Stated exercise
Reproduce the entries below, changing every "photo" to "image" and keeping everything else the same. Leave the pictures out.

----

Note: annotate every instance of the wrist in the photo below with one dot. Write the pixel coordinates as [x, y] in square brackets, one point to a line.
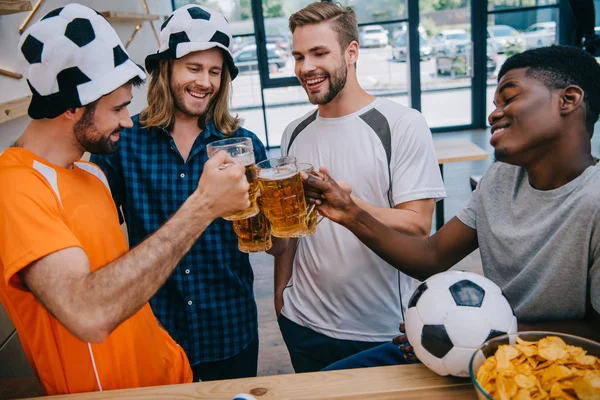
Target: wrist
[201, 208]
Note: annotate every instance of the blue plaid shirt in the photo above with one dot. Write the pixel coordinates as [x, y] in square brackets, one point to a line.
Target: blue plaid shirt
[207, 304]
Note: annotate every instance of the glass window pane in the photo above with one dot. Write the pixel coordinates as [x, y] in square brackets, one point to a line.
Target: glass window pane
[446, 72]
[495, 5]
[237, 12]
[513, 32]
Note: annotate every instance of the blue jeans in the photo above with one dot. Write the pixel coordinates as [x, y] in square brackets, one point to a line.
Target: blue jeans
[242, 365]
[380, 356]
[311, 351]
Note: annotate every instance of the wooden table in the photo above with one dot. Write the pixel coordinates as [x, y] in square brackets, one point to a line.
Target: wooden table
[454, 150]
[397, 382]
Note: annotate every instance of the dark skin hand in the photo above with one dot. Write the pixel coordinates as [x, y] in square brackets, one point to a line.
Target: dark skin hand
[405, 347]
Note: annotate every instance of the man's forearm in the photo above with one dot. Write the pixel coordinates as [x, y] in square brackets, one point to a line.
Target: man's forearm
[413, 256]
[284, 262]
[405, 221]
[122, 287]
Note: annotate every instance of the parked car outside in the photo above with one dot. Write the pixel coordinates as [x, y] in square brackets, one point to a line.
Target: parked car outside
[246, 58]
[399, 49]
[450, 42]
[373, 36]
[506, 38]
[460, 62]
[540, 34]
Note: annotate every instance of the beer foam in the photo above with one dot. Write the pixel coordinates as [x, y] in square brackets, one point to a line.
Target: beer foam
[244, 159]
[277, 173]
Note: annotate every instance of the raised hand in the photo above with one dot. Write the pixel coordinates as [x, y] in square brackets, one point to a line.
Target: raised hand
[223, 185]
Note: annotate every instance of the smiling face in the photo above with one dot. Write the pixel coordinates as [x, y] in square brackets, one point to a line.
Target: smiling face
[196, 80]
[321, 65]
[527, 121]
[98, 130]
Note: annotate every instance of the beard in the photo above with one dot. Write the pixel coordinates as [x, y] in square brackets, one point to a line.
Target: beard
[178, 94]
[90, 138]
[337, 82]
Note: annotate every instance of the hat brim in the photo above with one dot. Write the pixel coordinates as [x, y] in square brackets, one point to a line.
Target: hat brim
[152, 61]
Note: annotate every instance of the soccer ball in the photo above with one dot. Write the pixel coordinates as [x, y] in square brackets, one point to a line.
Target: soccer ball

----

Answer to the exercise
Note: annotate every instance of the wrist in the image below with one dot. Write the pixel coordinates as [x, y] in square brackets, one point to a line.
Target: wrist
[201, 208]
Note: annotate every instance of the blue plaid shirt in the image above with one dot. Write the pixel coordinates as [x, y] in square brackets, one point to a line.
Target: blue plaid shirt
[207, 304]
Note: annotate every instance of the glass window pane in the image above with one dot. Write the pixel coordinates as [x, y] in square brackets, one point to a line.
Target: glass window pane
[446, 72]
[495, 5]
[237, 12]
[513, 32]
Note: annotate every instance of the blue jeans in the image above with one dot. Write the pixel coordinates as [x, y] in square brackets, one point to a line.
Target: blue jeans
[242, 365]
[380, 356]
[311, 351]
Note: annotate every instance of the wooden table in the image above with one dot. Write the pixel coordinates as [x, y] in square brackets, one point to a line.
Target: wooden table
[454, 150]
[397, 382]
Note: annotate every instance of the dark skin hand in the image above with one dot. Write the pixel coordinates as [x, y] in square brackets, one point to a line.
Target: dark skin hand
[405, 347]
Note: annotate every instance of the man's forearm in the image above with one dot. Write the pixel coordinates as [x, y] in square brackets, one point to a line.
Target: man's forearm
[413, 256]
[284, 262]
[405, 221]
[122, 287]
Note: annotate every instance of the parked car outside in the image above with one dot. Write the pixel coordinates as [x, y] in square brackets, one point to a line.
Target: parked car outside
[246, 58]
[399, 49]
[450, 42]
[373, 36]
[506, 38]
[460, 62]
[540, 34]
Note: annotate every instance of the beer foam in the image above with one dot. Write the pixel coordinates as [x, y] in square brackets, one point to a line.
Target: beer foam
[244, 159]
[277, 173]
Note: annotate every instance of the raised hand in the image above with one dot. Write the pixel coordinates as [x, y] in square brackets, one point to a line.
Target: raised hand
[223, 185]
Note: annotate every instance of the smiling face in the image above with one dot. Write the pixel coordinates as [x, y] in square brackets, one point to a line.
Target: smiling face
[196, 80]
[321, 65]
[527, 121]
[98, 130]
Note: annotate every instance of the beard in the image above with one dot. Write the pixel coordinates as [x, y] in square brackets, one point to a line.
Target: beard
[178, 94]
[90, 138]
[337, 82]
Note: annotate every instance of the hat brim in the image above with one dot. Write the pixel coordinates as [x, y] in square brackets, one point to a line.
Target: hat brim
[152, 61]
Note: annotate every instance of the soccer ball in the image above with one dot. Write the pixel coordinates as [x, y] in square brackets, one point to a line.
Target: soccer ball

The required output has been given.